-- Begin AVAILABLE DATA --

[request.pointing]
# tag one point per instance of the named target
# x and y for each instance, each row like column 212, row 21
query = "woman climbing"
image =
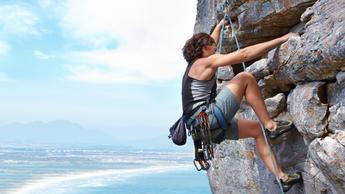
column 199, row 90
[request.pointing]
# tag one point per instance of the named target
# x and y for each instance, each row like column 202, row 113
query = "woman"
column 199, row 86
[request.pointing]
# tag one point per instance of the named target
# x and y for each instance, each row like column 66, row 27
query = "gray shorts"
column 227, row 102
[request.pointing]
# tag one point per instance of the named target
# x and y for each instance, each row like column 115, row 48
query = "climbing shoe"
column 282, row 127
column 294, row 178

-- End AVAILABLE DATA --

- [TASK TO COMPLETE]: Reproduce the data above line for line, leaving out the pictures.

- [EXERCISE ANSWER]:
[request.pointing]
# tag one point per instance of the named target
# x and y for each instance, each row like column 212, row 21
query = "woman climbing"
image =
column 199, row 90
[request.pointing]
# tag one point per instance of the named target
# x and y for each instance, each row like column 202, row 113
query = "woman"
column 199, row 86
[request.pointing]
# tag one point per instance of the named target
# x and y for each instance, each row like column 66, row 27
query = "gray shorts"
column 227, row 102
[request.pointing]
# tag one point per instance of the named target
# x and y for each instance, each row like column 115, row 48
query = "climbing shoe"
column 282, row 127
column 294, row 178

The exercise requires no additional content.